ASSIGNED TASK: Your answer should consist of each line from the data below that contains "orange".

THE INPUT Start Marker

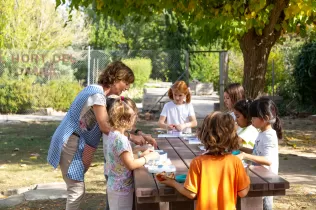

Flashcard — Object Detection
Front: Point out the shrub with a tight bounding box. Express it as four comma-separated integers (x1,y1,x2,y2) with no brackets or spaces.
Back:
123,58,152,88
293,41,316,106
32,80,82,111
189,53,220,90
0,74,34,113
0,73,82,113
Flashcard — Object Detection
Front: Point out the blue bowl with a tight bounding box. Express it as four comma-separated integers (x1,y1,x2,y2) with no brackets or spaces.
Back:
175,174,187,183
232,150,240,155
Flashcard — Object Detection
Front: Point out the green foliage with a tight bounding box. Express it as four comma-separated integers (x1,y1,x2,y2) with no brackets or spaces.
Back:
189,53,220,90
32,80,82,111
61,0,316,47
89,16,127,49
228,50,243,85
1,0,88,50
0,73,82,113
0,74,34,113
293,41,316,105
122,58,152,88
62,0,316,98
265,47,287,95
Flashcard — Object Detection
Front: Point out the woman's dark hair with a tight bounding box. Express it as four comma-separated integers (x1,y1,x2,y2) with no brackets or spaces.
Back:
233,99,254,125
224,83,245,105
249,97,283,139
198,111,239,155
98,61,134,88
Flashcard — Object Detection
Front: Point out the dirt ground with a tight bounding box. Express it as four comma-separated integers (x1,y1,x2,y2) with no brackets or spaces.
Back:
274,117,316,209
1,116,316,209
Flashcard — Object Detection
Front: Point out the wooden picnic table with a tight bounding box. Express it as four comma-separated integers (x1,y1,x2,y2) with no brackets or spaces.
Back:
133,137,290,210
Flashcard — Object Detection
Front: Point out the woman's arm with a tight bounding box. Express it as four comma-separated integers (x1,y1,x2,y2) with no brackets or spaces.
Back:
93,105,111,135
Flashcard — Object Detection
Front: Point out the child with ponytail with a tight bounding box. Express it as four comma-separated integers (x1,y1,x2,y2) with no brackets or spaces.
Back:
238,97,283,210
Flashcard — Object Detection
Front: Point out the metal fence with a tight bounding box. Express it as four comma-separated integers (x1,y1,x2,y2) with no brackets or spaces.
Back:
0,49,192,114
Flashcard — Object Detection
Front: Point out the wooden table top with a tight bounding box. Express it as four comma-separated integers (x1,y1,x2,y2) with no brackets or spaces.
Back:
134,137,290,204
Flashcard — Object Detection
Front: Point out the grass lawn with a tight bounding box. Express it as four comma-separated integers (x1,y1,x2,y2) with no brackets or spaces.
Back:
0,119,160,196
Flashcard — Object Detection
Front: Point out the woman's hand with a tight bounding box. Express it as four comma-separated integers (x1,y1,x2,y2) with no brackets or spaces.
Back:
142,134,157,148
130,134,146,146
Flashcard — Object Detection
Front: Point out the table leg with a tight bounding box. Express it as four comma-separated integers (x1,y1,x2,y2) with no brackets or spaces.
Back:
134,202,160,210
169,201,195,210
133,194,160,210
237,197,263,210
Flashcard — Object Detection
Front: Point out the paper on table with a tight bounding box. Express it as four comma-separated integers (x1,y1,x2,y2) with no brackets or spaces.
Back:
158,134,181,138
187,137,201,144
198,145,206,151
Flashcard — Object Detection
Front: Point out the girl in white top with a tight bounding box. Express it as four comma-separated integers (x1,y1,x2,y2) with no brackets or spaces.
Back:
238,97,283,210
224,83,245,120
233,99,259,149
158,80,197,134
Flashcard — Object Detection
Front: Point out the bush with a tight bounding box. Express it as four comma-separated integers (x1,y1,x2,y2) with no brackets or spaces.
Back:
32,80,82,111
0,74,34,113
0,73,82,113
123,58,152,88
293,41,316,106
189,53,220,90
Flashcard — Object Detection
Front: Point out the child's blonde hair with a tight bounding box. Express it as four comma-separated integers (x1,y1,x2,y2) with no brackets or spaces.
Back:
198,111,239,155
224,83,245,105
108,96,138,130
168,81,191,103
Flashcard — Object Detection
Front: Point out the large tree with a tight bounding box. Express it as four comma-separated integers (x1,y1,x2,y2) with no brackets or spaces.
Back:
59,0,316,98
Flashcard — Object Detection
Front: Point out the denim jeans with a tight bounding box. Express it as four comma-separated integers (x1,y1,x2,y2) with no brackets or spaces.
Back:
263,196,273,210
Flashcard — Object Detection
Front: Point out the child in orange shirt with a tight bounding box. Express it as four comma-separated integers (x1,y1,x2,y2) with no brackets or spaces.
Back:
159,111,250,210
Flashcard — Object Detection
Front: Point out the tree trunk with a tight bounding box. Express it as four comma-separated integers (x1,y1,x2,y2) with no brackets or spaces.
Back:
239,29,275,99
239,0,289,99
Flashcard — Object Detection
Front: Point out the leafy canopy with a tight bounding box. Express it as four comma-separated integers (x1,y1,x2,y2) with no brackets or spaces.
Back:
58,0,316,46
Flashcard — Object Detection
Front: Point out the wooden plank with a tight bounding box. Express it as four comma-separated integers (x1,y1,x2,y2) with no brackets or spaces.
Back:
155,138,190,198
247,170,269,192
134,166,158,200
179,138,204,156
249,166,290,190
246,190,286,197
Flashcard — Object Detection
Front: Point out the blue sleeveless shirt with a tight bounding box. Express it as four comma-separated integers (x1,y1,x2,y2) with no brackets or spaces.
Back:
47,85,104,181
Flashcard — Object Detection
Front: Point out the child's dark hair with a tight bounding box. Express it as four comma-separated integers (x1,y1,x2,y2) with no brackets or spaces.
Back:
249,97,283,139
107,96,138,129
233,99,254,126
198,111,239,155
168,80,191,103
224,83,245,105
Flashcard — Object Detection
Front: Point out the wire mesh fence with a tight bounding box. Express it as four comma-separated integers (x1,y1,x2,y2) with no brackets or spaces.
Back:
0,49,189,114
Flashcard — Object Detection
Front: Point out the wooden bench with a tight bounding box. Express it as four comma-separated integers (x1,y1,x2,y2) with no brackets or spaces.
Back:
134,137,290,210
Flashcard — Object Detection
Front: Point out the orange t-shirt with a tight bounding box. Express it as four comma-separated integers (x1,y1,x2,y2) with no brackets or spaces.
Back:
184,154,250,210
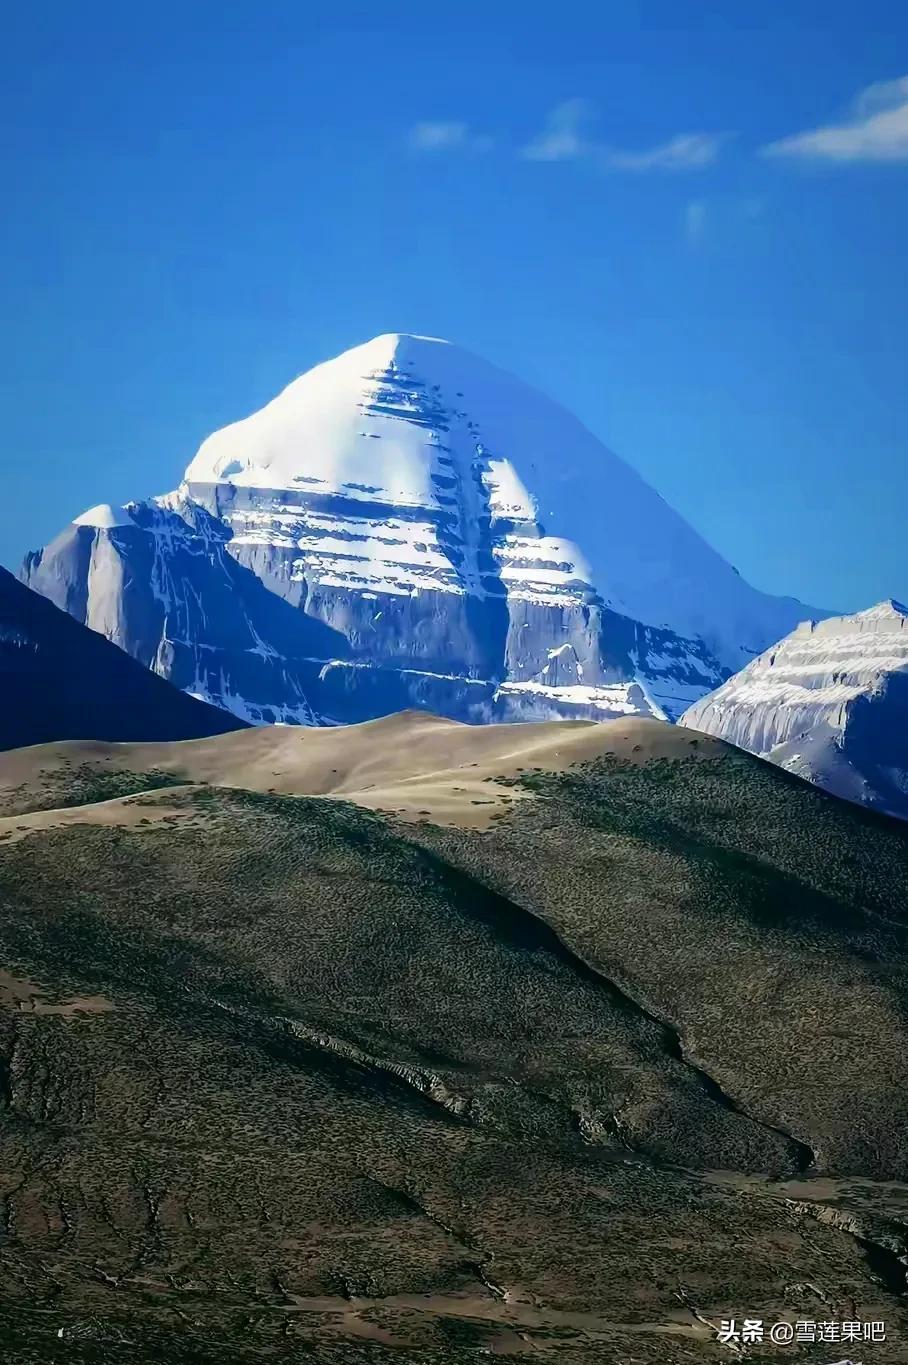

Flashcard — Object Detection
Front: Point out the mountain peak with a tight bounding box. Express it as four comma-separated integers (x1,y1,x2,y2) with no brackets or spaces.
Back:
367,331,454,349
681,590,908,820
72,503,135,529
27,334,825,733
316,331,456,374
177,333,823,671
855,597,908,621
799,598,908,635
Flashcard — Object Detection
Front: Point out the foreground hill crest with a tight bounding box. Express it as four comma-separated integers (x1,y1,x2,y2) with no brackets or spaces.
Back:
23,333,823,727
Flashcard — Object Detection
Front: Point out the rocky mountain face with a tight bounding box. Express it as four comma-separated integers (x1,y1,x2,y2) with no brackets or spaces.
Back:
0,566,246,750
22,334,824,727
681,599,908,820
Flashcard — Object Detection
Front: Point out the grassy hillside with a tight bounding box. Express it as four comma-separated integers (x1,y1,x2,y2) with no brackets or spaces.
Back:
1,716,907,1363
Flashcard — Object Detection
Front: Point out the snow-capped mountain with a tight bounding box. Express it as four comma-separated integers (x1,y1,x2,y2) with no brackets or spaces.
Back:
22,333,825,726
681,600,908,821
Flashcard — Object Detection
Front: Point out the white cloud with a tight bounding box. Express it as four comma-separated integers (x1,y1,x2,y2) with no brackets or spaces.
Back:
521,101,726,172
521,99,595,161
407,121,493,153
605,132,725,172
763,74,908,163
855,74,908,116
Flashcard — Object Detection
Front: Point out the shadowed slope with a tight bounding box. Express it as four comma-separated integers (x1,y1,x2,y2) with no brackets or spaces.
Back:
0,566,245,750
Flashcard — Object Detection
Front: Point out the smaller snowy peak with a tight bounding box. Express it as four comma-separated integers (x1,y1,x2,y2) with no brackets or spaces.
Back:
793,598,908,637
683,600,908,739
681,598,908,821
851,597,908,622
73,503,135,529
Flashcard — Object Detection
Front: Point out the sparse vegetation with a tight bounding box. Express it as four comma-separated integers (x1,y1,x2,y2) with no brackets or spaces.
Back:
1,743,907,1363
0,765,187,818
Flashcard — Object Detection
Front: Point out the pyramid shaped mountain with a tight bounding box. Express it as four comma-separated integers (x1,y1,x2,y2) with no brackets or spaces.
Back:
22,334,824,726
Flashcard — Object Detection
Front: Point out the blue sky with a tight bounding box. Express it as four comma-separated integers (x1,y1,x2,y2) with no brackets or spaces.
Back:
2,0,906,611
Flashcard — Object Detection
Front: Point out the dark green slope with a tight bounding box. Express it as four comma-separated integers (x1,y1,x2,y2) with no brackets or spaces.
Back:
414,749,908,1179
1,742,907,1364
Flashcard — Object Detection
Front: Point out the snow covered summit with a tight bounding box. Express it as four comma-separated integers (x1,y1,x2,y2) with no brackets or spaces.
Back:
22,333,824,727
184,333,817,669
681,600,908,820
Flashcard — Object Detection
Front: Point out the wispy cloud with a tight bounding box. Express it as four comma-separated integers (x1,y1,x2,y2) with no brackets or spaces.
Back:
521,100,726,172
521,99,595,162
762,74,908,163
607,133,726,172
407,121,493,153
684,200,707,245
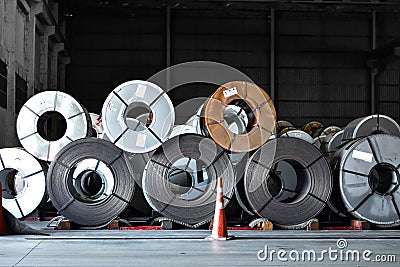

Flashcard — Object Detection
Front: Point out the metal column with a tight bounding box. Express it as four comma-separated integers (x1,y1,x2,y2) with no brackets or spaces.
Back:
166,6,171,91
371,10,377,114
270,9,276,105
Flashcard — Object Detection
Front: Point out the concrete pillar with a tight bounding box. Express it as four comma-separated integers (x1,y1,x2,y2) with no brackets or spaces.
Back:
0,1,5,49
3,0,18,146
4,0,17,114
58,55,70,91
48,42,64,90
25,2,43,98
39,25,55,90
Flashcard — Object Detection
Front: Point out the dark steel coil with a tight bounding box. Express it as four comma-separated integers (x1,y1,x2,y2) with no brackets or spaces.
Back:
142,134,235,227
302,121,323,137
276,120,294,135
245,137,332,226
320,129,344,158
342,114,400,141
47,138,135,226
330,134,400,226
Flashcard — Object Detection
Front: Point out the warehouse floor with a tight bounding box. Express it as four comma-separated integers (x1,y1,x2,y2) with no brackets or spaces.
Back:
1,222,400,266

THE INPUT End Marker

EXERCISE RESULT:
Front: Point out the child in orange shirt with a tight bounding box. Express it as four comma-separated integers (x1,y1,x2,y2) with no brackets or spaces.
Front: Point out the orange t-shirt with a tight bounding box. Express it as four comma-separated integers (x1,y1,x2,y2) with no brackets or spaces.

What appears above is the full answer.